Print the material below word for word, starting with its first line and stopping after the line that contains "<point>487,709</point>". Leave the pictures out of your answer.
+ + + + +
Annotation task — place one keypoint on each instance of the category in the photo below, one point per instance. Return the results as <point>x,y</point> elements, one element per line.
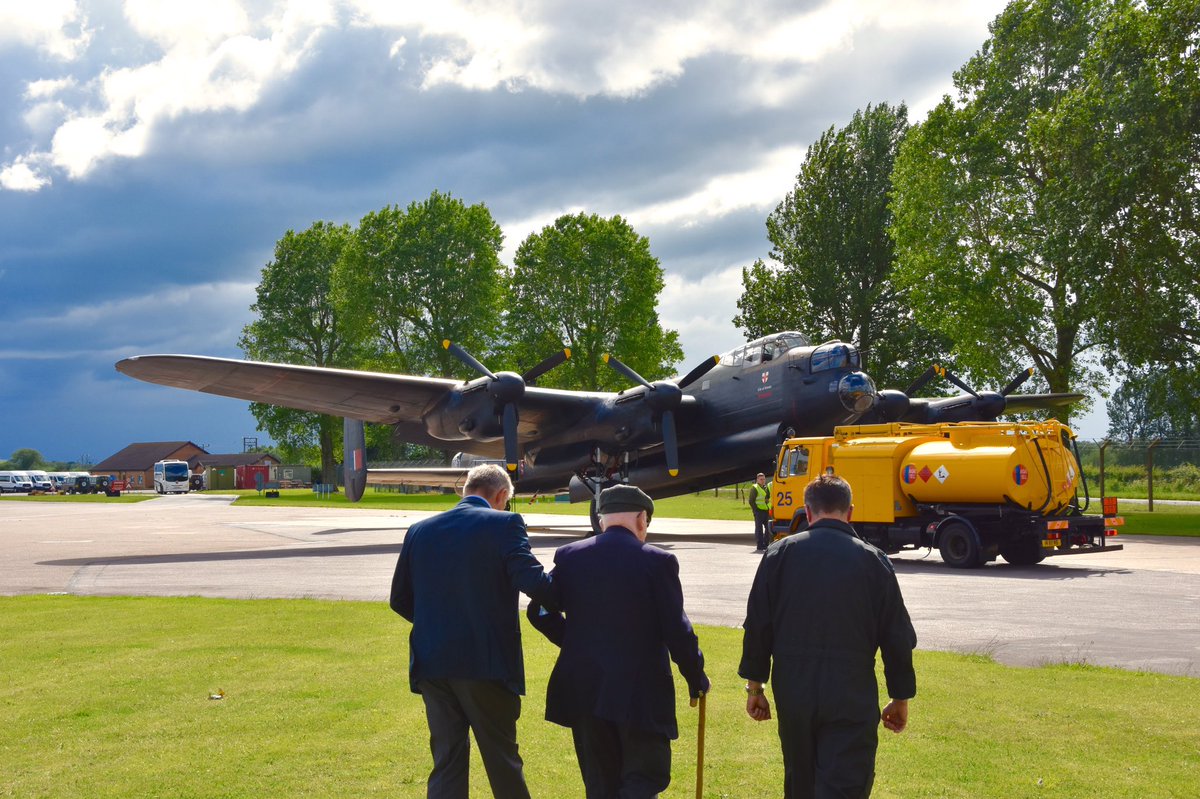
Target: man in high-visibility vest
<point>760,503</point>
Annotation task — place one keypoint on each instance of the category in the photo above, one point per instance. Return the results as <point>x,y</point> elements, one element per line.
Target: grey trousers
<point>487,709</point>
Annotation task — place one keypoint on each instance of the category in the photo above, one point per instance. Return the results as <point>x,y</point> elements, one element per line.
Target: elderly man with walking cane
<point>612,683</point>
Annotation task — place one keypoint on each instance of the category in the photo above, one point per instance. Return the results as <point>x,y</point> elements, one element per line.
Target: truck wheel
<point>960,546</point>
<point>1025,551</point>
<point>595,518</point>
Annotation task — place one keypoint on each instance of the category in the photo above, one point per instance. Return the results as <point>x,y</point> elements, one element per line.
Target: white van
<point>12,482</point>
<point>41,480</point>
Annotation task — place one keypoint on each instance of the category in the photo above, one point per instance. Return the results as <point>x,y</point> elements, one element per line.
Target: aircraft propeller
<point>984,403</point>
<point>507,389</point>
<point>664,397</point>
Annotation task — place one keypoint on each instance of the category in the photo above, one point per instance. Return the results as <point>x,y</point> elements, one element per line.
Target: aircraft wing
<point>370,396</point>
<point>1017,403</point>
<point>431,478</point>
<point>400,400</point>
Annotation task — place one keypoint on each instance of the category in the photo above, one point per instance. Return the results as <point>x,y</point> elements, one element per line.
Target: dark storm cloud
<point>161,252</point>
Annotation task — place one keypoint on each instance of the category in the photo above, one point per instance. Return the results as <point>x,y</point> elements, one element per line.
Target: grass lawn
<point>109,697</point>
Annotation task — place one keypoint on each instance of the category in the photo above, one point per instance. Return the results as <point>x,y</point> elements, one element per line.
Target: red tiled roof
<point>141,457</point>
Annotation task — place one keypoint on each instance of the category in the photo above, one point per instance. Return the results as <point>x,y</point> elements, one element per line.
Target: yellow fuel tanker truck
<point>971,490</point>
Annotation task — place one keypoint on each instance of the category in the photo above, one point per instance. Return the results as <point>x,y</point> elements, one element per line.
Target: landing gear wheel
<point>1025,551</point>
<point>960,546</point>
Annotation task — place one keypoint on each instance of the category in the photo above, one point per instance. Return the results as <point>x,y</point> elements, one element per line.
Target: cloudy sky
<point>153,151</point>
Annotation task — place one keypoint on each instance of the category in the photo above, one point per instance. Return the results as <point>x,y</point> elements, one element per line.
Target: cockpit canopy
<point>834,355</point>
<point>765,349</point>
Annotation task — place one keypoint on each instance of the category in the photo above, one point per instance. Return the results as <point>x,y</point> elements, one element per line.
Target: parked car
<point>41,481</point>
<point>12,482</point>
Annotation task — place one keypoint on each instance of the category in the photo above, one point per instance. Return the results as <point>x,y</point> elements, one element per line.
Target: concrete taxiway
<point>1138,608</point>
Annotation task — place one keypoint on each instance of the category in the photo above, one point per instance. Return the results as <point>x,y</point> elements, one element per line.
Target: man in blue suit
<point>457,581</point>
<point>612,683</point>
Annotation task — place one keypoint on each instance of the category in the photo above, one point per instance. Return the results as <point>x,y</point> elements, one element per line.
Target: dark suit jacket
<point>624,616</point>
<point>825,598</point>
<point>457,581</point>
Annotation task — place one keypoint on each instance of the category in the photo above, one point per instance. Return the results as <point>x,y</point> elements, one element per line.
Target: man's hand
<point>757,707</point>
<point>895,715</point>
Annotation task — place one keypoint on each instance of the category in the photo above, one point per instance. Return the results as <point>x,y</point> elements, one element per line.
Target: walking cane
<point>700,749</point>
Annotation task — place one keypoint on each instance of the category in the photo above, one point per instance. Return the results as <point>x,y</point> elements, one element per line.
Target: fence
<point>1140,468</point>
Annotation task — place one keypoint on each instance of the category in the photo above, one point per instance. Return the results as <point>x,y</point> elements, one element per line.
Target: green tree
<point>1024,206</point>
<point>1153,404</point>
<point>589,283</point>
<point>299,323</point>
<point>420,275</point>
<point>1133,124</point>
<point>835,256</point>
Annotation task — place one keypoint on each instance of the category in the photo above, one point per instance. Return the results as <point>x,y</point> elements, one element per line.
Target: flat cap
<point>624,499</point>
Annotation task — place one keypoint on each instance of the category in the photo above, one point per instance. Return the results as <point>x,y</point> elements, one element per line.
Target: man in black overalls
<point>822,602</point>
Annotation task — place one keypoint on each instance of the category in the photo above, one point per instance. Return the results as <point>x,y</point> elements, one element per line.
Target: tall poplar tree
<point>593,284</point>
<point>835,257</point>
<point>299,323</point>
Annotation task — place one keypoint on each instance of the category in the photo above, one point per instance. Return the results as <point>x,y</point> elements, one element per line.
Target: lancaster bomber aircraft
<point>719,424</point>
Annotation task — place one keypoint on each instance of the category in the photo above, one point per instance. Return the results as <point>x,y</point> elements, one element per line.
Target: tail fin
<point>354,467</point>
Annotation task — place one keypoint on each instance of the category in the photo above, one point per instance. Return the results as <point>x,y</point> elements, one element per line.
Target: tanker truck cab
<point>971,490</point>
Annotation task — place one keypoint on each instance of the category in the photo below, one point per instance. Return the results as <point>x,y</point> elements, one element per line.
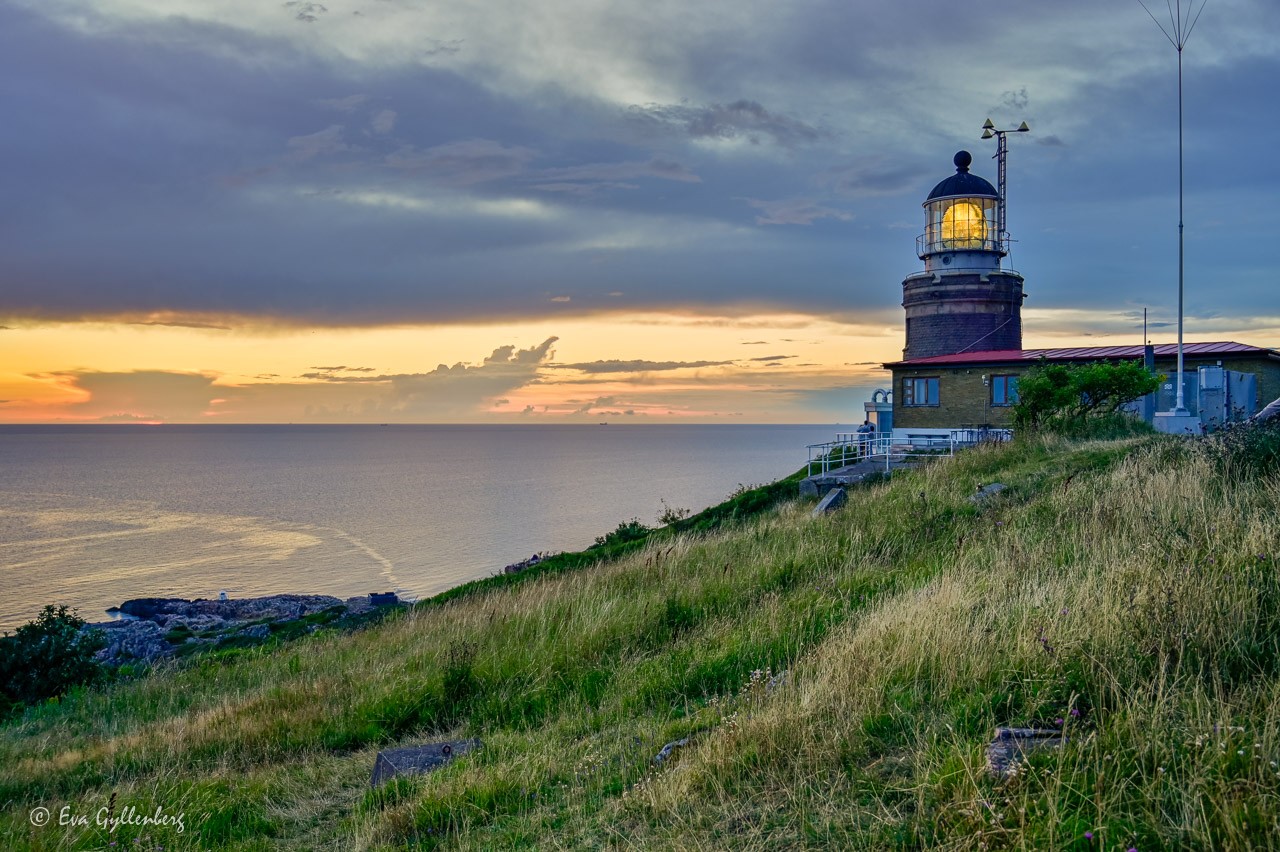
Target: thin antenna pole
<point>1182,31</point>
<point>1180,407</point>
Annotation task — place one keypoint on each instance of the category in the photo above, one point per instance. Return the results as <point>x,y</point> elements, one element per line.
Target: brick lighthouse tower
<point>963,301</point>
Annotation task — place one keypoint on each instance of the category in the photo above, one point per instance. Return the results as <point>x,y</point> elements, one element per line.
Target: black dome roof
<point>963,183</point>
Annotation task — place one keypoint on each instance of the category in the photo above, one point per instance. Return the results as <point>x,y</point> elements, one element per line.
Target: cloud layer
<point>376,163</point>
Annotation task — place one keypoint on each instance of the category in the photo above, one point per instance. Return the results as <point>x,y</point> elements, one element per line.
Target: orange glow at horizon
<point>764,367</point>
<point>654,366</point>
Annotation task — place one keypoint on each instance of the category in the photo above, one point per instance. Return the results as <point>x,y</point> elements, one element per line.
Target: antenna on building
<point>1178,32</point>
<point>988,129</point>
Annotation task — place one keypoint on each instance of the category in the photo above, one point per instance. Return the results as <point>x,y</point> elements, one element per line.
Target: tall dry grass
<point>1124,590</point>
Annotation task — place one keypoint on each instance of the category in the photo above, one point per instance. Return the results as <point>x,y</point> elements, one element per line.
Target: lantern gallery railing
<point>935,243</point>
<point>851,448</point>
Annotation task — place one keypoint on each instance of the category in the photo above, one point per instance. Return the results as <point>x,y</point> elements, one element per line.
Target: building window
<point>919,392</point>
<point>1004,390</point>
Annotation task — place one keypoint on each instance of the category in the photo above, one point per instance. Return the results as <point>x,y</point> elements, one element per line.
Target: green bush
<point>627,531</point>
<point>1251,449</point>
<point>45,658</point>
<point>1066,397</point>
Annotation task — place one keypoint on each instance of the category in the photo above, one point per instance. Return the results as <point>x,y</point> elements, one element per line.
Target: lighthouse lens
<point>964,227</point>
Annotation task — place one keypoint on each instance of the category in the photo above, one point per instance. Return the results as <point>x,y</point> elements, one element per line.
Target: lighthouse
<point>963,301</point>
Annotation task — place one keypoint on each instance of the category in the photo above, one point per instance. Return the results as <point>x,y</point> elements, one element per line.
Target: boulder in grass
<point>1011,746</point>
<point>417,760</point>
<point>835,499</point>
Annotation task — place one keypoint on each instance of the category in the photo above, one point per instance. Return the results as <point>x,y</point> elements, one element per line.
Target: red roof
<point>1087,353</point>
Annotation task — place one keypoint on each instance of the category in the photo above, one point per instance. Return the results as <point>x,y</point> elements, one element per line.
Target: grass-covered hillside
<point>1123,590</point>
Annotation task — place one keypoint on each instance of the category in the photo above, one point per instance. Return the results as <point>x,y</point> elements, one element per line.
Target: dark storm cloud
<point>402,169</point>
<point>739,119</point>
<point>794,211</point>
<point>140,394</point>
<point>464,163</point>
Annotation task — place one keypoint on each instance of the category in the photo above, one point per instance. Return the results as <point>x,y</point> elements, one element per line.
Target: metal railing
<point>929,243</point>
<point>851,448</point>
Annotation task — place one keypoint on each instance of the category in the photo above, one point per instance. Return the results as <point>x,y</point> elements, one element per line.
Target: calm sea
<point>91,516</point>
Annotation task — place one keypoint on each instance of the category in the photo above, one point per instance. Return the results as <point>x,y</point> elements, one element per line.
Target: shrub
<point>1065,397</point>
<point>1251,449</point>
<point>627,531</point>
<point>45,658</point>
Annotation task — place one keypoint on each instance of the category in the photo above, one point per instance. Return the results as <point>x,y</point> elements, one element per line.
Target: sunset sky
<point>574,210</point>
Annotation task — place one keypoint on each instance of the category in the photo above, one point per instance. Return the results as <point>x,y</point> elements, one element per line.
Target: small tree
<point>45,658</point>
<point>1069,395</point>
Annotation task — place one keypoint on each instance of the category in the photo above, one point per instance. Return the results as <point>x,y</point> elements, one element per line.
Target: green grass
<point>1127,587</point>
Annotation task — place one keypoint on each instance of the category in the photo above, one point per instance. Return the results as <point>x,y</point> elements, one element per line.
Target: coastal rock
<point>835,499</point>
<point>670,747</point>
<point>256,631</point>
<point>1011,745</point>
<point>416,760</point>
<point>516,567</point>
<point>131,641</point>
<point>987,491</point>
<point>155,627</point>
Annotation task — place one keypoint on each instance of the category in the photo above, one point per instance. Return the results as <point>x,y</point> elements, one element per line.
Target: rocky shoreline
<point>156,628</point>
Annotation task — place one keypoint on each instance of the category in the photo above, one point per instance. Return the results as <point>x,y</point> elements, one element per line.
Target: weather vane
<point>1178,32</point>
<point>988,131</point>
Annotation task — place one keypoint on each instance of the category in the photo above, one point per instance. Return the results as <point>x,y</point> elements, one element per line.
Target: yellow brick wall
<point>964,401</point>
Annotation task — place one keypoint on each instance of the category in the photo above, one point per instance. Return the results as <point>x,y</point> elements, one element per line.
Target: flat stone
<point>1011,745</point>
<point>417,760</point>
<point>670,747</point>
<point>835,499</point>
<point>987,491</point>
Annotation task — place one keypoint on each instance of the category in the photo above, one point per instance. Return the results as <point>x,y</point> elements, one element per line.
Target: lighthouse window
<point>1004,390</point>
<point>920,392</point>
<point>964,225</point>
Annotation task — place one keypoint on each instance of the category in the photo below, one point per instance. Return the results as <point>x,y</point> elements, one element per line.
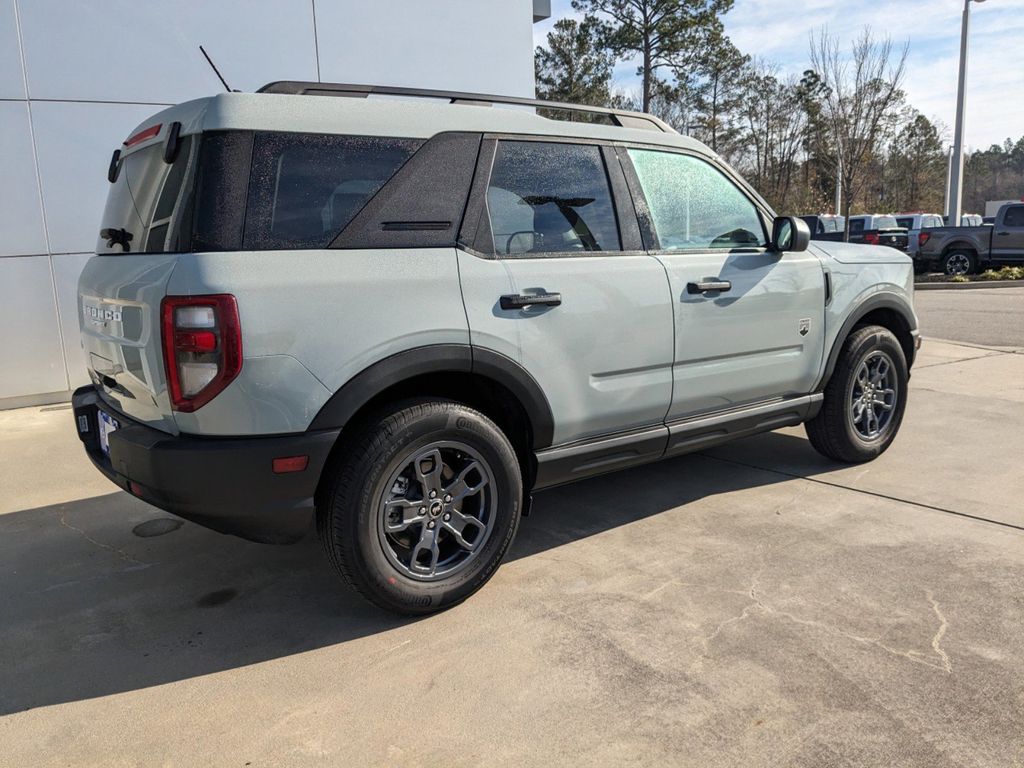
+ + + + +
> _EXERCISE OUTPUT_
Annotation task — place one keypoint on each instance of the category in the photo below, one point per instance. Return the results as <point>x,y</point> elements, one element per line.
Target: man in high-visibility vest
<point>760,503</point>
Annotation task — place one keypoint on each instance of the category in the photo above, one point per instance. Return the results as <point>x,y</point> elements, one element per line.
Target: grey trousers
<point>487,709</point>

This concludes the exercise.